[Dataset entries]

........

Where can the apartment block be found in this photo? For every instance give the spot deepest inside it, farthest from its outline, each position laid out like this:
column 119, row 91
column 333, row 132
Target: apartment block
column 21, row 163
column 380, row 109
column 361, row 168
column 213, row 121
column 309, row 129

........

[Aim of the task]
Copy every one of the items above verbatim, character for character, keeping each line as it stands.

[Exercise response]
Where can the apartment block be found in this photo? For every instance give the spot deepest inside it, farthest from its outline, each position laid out like this:
column 119, row 91
column 333, row 132
Target: apartment block
column 21, row 163
column 380, row 109
column 361, row 168
column 213, row 121
column 309, row 129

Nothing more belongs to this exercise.